Short problem — Please copy the lines of the listing below verbatim, from the start of the listing through the line containing "[(183, 127), (26, 131)]".

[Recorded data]

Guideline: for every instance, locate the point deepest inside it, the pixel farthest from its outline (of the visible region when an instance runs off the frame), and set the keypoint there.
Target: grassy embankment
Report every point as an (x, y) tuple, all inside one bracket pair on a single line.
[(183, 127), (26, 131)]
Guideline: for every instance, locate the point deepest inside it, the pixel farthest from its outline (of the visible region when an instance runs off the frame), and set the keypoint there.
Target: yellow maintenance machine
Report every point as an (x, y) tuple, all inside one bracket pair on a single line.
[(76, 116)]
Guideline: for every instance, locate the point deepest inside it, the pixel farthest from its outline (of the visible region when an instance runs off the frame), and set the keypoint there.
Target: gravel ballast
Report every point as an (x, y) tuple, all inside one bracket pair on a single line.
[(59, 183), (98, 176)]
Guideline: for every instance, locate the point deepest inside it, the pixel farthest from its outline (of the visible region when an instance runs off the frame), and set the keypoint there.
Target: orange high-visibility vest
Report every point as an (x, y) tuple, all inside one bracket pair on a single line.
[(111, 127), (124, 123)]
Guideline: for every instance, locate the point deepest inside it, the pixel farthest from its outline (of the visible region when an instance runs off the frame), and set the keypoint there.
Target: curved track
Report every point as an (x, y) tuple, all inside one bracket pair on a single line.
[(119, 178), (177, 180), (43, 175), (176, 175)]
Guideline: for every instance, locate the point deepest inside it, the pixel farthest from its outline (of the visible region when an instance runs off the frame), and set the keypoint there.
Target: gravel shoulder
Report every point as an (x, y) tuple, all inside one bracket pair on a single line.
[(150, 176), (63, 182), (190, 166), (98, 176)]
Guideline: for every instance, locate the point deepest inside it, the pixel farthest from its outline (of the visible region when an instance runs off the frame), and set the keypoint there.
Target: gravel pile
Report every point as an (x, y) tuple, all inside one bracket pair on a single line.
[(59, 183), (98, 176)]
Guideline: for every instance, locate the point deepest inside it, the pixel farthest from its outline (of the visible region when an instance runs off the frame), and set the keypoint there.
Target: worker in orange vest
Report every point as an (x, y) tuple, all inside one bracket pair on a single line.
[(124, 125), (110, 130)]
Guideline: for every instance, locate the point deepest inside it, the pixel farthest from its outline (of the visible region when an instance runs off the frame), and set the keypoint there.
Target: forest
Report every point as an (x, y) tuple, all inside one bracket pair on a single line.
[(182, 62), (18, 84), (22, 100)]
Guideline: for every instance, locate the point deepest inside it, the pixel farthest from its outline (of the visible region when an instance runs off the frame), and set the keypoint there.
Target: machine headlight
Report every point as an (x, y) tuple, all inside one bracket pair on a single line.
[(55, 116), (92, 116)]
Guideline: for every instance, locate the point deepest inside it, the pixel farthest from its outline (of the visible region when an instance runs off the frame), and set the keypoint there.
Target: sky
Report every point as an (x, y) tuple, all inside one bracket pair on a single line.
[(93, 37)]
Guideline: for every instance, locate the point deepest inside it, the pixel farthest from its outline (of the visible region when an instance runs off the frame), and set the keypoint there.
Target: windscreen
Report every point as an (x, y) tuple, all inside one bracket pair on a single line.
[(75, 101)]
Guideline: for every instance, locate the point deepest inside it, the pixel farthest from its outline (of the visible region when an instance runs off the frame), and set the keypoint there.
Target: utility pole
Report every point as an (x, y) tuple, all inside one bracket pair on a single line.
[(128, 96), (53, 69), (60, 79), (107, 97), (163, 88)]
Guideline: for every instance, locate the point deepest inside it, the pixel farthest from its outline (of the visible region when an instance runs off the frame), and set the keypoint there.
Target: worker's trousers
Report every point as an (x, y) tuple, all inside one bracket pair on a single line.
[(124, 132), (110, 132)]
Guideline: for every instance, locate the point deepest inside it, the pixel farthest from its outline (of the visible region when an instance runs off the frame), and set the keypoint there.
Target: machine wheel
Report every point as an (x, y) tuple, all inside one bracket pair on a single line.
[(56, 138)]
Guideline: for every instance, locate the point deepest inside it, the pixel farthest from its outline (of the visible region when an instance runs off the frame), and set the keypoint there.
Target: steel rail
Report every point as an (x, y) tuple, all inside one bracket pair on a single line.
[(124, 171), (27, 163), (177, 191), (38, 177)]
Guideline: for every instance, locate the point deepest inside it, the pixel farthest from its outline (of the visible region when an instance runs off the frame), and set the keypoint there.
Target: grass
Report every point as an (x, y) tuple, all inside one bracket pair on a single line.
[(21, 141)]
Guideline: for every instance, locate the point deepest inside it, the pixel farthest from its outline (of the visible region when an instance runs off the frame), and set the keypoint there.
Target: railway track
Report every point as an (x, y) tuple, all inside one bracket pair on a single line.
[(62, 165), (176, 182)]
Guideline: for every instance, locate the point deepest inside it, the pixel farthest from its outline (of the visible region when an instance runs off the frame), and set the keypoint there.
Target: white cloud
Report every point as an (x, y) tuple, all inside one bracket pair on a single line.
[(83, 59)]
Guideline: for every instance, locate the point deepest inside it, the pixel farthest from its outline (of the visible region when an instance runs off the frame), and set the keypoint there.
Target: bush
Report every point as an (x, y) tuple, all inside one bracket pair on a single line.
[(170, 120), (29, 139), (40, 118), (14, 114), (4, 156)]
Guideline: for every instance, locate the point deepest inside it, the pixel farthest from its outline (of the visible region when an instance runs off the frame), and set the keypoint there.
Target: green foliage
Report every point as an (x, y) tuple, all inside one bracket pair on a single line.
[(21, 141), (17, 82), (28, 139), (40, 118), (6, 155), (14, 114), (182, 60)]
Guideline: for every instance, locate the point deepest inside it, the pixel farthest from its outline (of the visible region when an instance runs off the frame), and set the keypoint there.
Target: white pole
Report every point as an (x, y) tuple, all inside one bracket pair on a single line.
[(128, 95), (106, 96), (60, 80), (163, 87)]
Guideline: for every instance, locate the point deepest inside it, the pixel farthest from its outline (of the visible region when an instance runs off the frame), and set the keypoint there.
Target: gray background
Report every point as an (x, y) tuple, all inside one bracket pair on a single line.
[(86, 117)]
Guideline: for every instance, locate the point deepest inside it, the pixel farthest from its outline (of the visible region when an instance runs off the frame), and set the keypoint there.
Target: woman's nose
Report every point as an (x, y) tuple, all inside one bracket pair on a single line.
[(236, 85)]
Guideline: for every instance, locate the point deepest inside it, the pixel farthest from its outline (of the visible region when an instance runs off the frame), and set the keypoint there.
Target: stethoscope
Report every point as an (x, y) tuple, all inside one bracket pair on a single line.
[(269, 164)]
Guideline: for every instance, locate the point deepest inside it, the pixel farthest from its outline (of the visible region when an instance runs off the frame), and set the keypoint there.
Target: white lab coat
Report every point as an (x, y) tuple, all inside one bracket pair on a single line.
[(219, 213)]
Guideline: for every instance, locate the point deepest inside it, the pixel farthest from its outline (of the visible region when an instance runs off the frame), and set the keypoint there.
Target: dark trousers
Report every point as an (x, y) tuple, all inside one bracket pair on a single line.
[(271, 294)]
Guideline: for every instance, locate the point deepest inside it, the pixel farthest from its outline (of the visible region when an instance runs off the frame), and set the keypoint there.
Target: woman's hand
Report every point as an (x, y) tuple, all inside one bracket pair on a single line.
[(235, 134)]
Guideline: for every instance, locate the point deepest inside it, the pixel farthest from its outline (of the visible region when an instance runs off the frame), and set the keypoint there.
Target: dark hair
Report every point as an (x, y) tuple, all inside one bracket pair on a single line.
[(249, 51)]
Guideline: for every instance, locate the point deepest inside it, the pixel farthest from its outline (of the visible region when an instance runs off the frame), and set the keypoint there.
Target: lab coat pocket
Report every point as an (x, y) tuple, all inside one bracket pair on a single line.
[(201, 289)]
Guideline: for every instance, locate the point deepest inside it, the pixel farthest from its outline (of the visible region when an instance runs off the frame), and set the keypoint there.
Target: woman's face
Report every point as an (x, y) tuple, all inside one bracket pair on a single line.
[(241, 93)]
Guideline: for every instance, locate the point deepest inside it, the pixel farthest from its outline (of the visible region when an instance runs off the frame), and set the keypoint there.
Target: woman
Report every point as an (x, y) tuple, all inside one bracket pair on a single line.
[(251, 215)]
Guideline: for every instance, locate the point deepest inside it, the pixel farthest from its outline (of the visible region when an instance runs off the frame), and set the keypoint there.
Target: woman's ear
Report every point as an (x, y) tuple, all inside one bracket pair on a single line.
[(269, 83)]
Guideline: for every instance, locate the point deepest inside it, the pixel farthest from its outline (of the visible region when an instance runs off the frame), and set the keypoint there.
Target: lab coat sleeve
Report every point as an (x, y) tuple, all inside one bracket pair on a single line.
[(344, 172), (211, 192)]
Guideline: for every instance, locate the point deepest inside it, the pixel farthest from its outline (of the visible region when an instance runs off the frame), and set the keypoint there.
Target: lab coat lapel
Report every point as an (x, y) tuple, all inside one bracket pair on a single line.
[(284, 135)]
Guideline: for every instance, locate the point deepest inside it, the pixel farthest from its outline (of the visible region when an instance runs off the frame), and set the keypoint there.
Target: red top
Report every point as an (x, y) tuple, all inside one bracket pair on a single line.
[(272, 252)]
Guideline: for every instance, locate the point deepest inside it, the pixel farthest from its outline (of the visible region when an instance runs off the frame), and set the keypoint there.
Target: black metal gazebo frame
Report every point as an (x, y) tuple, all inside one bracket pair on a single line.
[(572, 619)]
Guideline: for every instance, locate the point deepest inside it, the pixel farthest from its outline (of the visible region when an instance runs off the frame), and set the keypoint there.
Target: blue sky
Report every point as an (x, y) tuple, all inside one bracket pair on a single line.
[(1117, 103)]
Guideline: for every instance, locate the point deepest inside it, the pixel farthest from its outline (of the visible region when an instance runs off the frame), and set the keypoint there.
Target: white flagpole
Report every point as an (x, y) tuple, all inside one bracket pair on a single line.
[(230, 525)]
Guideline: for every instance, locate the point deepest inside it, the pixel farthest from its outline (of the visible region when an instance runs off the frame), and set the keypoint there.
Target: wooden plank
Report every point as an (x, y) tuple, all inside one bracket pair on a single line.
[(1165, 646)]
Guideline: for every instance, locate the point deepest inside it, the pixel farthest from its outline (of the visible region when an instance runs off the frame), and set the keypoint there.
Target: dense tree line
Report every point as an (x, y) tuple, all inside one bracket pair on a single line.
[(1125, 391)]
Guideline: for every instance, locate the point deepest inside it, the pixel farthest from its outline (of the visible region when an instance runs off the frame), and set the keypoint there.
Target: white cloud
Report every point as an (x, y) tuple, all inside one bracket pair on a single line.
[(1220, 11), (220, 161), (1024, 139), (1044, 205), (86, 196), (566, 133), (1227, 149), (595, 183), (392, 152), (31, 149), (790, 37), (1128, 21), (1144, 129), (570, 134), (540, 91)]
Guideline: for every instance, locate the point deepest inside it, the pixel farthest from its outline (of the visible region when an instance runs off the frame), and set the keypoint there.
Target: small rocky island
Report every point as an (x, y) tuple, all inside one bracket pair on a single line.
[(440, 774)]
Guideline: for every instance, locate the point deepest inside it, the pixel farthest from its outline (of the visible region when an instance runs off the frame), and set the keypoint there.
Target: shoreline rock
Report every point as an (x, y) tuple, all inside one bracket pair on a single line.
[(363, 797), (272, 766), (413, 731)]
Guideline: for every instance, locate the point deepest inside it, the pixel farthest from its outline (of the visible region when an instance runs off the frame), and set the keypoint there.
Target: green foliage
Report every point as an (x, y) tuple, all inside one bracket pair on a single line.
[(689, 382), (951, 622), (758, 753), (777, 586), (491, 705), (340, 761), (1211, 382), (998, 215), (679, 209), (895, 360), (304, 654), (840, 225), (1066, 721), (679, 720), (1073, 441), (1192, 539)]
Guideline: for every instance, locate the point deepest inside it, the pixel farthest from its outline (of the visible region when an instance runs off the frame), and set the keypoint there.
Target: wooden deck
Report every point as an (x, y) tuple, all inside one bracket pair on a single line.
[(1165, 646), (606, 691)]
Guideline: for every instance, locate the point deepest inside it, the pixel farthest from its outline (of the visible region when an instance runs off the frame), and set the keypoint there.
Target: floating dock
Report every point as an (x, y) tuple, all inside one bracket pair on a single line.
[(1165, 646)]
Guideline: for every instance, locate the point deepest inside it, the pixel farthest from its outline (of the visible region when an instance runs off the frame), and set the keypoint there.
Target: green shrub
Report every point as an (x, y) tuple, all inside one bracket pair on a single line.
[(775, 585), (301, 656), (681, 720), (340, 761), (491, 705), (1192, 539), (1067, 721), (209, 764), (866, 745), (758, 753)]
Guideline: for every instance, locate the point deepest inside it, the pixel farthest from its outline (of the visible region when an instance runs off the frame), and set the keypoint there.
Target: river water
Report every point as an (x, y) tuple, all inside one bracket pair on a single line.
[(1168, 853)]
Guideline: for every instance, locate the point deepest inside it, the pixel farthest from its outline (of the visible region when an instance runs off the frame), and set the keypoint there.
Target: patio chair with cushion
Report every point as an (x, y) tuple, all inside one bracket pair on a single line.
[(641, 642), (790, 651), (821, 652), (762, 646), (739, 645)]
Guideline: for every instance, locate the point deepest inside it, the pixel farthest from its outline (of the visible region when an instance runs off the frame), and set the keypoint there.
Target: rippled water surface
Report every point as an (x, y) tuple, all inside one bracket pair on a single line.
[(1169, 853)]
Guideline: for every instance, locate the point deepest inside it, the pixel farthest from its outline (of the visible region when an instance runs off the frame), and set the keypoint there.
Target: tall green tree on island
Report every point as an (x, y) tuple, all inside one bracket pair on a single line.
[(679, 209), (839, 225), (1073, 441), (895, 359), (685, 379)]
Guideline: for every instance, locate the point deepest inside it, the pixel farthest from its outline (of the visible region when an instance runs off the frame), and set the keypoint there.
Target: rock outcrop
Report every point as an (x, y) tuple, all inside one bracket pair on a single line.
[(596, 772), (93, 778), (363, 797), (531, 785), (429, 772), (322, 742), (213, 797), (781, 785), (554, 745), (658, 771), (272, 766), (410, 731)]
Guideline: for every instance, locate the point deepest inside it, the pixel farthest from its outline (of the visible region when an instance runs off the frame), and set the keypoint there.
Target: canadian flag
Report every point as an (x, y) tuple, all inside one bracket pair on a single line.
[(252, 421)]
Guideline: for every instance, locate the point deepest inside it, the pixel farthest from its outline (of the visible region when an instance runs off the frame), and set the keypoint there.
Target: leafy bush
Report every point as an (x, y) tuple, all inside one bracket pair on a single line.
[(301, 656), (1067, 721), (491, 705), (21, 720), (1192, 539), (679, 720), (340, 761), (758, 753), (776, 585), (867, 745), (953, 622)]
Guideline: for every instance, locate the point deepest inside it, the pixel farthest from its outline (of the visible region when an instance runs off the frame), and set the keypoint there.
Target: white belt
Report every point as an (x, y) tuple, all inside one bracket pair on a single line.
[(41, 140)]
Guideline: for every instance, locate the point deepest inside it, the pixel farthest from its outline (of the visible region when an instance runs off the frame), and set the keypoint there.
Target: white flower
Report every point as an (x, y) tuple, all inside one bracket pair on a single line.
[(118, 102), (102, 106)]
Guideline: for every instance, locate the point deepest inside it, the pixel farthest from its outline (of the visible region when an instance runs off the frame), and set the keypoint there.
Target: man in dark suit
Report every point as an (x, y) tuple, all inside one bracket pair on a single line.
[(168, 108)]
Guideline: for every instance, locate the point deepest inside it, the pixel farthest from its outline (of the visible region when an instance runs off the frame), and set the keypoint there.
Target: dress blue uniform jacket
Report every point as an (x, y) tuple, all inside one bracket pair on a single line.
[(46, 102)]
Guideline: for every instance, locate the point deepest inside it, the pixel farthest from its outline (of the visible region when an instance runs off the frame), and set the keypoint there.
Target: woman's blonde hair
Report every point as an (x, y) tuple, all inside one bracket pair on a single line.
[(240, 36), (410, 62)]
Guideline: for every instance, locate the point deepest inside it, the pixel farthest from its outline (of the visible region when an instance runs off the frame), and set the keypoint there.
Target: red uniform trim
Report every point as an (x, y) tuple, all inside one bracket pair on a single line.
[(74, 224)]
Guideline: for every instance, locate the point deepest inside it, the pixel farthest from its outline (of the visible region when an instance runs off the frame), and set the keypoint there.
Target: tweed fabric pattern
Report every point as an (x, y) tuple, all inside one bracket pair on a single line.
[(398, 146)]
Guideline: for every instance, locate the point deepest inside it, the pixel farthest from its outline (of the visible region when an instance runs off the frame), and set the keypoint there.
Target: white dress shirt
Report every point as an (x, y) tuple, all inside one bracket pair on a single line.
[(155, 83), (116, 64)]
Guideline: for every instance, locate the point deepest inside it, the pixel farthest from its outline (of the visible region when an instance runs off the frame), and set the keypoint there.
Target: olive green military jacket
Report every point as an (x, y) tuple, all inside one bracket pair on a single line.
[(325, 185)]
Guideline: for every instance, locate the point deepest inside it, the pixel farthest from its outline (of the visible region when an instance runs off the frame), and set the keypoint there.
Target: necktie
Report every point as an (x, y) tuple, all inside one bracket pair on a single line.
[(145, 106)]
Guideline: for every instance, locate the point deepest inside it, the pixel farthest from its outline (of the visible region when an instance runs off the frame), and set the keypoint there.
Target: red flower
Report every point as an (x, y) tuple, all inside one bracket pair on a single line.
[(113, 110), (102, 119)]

Written reply —
Guideline: for every instance, locate the point deepest inside it, the pixel farthest from its outline (of the visible region when an instance runs off the frame), and set the keypoint there.
Target: grassy embankment
Report every point as an (x, y) tuple, all inside one bracket pair on a single line.
[(183, 127), (26, 131)]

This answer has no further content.